-------- Provided records --------
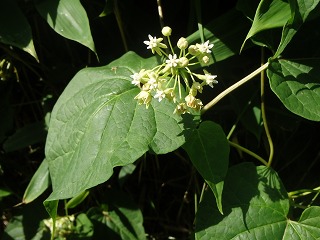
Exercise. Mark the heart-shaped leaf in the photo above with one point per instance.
(69, 19)
(270, 14)
(300, 11)
(14, 27)
(208, 150)
(255, 207)
(97, 124)
(297, 85)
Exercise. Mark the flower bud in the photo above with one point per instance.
(166, 31)
(205, 59)
(182, 43)
(183, 62)
(193, 50)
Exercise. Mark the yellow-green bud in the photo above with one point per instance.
(205, 59)
(182, 43)
(166, 31)
(183, 62)
(193, 50)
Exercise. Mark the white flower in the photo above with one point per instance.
(153, 80)
(172, 61)
(144, 97)
(136, 79)
(210, 79)
(204, 47)
(155, 44)
(160, 95)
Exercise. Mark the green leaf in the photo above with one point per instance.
(300, 11)
(75, 201)
(97, 124)
(4, 193)
(27, 135)
(125, 172)
(69, 19)
(297, 85)
(270, 14)
(84, 227)
(14, 27)
(38, 184)
(208, 150)
(27, 223)
(308, 226)
(255, 206)
(52, 209)
(224, 34)
(122, 219)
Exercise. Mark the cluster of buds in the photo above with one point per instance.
(64, 226)
(164, 81)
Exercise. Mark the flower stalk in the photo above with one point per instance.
(164, 81)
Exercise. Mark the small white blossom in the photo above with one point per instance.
(172, 61)
(210, 79)
(136, 79)
(166, 31)
(160, 95)
(204, 47)
(155, 44)
(153, 80)
(144, 97)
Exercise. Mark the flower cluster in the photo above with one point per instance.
(164, 81)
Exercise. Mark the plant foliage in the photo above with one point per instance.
(100, 139)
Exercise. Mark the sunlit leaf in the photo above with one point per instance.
(297, 85)
(270, 14)
(14, 27)
(226, 36)
(38, 184)
(97, 124)
(300, 11)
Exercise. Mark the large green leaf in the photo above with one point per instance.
(256, 207)
(38, 184)
(25, 136)
(68, 18)
(297, 85)
(226, 36)
(117, 218)
(208, 150)
(97, 124)
(14, 27)
(300, 11)
(270, 14)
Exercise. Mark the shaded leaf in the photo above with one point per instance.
(300, 11)
(75, 201)
(269, 14)
(4, 193)
(297, 85)
(224, 34)
(14, 27)
(117, 218)
(255, 206)
(69, 19)
(97, 124)
(208, 150)
(38, 184)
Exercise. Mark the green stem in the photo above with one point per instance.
--------
Please give every line of the rows above as a Markdown table with the columns No and Line, numbering the lines in order and skipping blank ones. Leave the pictures out.

| No | Line |
|---|---|
| 1 | Exercise. Mark the heart-shaped leaf in the photo above with one point per instance. |
| 2 | (69, 19) |
| 3 | (270, 14) |
| 4 | (300, 11) |
| 5 | (14, 27) |
| 6 | (208, 150) |
| 7 | (255, 207) |
| 8 | (97, 124) |
| 9 | (297, 85) |
| 10 | Exercise. Mark the flower bud in the photo above with one point per instance. |
| 11 | (166, 31) |
| 12 | (205, 59) |
| 13 | (182, 43) |
| 14 | (183, 62) |
| 15 | (193, 50) |
| 16 | Exercise. Mark the yellow-green bud in the photo above with one point per instance. |
| 17 | (205, 59) |
| 18 | (182, 43) |
| 19 | (166, 31) |
| 20 | (183, 62) |
| 21 | (193, 50) |
| 22 | Exercise. Mark the white flower in the photo above with one point per instance. |
| 23 | (153, 80) |
| 24 | (172, 61) |
| 25 | (144, 97) |
| 26 | (136, 79) |
| 27 | (210, 79) |
| 28 | (204, 47) |
| 29 | (155, 44) |
| 30 | (160, 95) |
| 31 | Exercise. Mark the green leaf in the photo above with one point per instance. |
| 32 | (300, 11) |
| 33 | (75, 201) |
| 34 | (97, 124) |
| 35 | (4, 193) |
| 36 | (27, 135) |
| 37 | (125, 172) |
| 38 | (69, 19) |
| 39 | (297, 85) |
| 40 | (270, 14) |
| 41 | (84, 227) |
| 42 | (14, 27) |
| 43 | (38, 184) |
| 44 | (208, 150) |
| 45 | (27, 223) |
| 46 | (308, 226) |
| 47 | (255, 206) |
| 48 | (52, 209) |
| 49 | (224, 34) |
| 50 | (122, 219) |
| 51 | Exercise. Mark the cluster of buds in the photo above with one point per instance. |
| 52 | (64, 226) |
| 53 | (164, 81) |
| 54 | Exercise. Mark the flower stalk in the photo above with one point per instance. |
| 55 | (164, 81) |
| 56 | Exercise. Mark the small white blossom in the photo above with one point per instance. |
| 57 | (172, 61) |
| 58 | (210, 79) |
| 59 | (136, 79) |
| 60 | (166, 31) |
| 61 | (160, 95) |
| 62 | (204, 47) |
| 63 | (155, 44) |
| 64 | (153, 80) |
| 65 | (144, 97) |
| 66 | Exercise. Mark the flower cluster in the photo above with one point per instance. |
| 67 | (164, 81) |
| 68 | Exercise. Mark the plant foliage in the photo above with one point per instance. |
| 69 | (100, 139) |
| 70 | Exercise. Mark the sunlit leaf in the photo above with one point per instance. |
| 71 | (297, 85) |
| 72 | (270, 14) |
| 73 | (14, 27) |
| 74 | (226, 36) |
| 75 | (38, 184) |
| 76 | (97, 124) |
| 77 | (300, 11) |
| 78 | Exercise. Mark the large green leaf in the photo above with one point per instance. |
| 79 | (256, 207) |
| 80 | (38, 184) |
| 81 | (25, 136) |
| 82 | (68, 18) |
| 83 | (297, 85) |
| 84 | (226, 36) |
| 85 | (117, 218) |
| 86 | (208, 150) |
| 87 | (97, 124) |
| 88 | (14, 27) |
| 89 | (300, 11) |
| 90 | (270, 14) |
| 91 | Exercise. Mark the shaded leaf in the photo above with one point per instance. |
| 92 | (300, 11) |
| 93 | (75, 201) |
| 94 | (269, 14) |
| 95 | (4, 193) |
| 96 | (297, 85) |
| 97 | (224, 34) |
| 98 | (14, 27) |
| 99 | (117, 218) |
| 100 | (255, 206) |
| 101 | (69, 19) |
| 102 | (97, 124) |
| 103 | (208, 150) |
| 104 | (38, 184) |
| 105 | Exercise. Mark the green stem in the photo above with one point per instance. |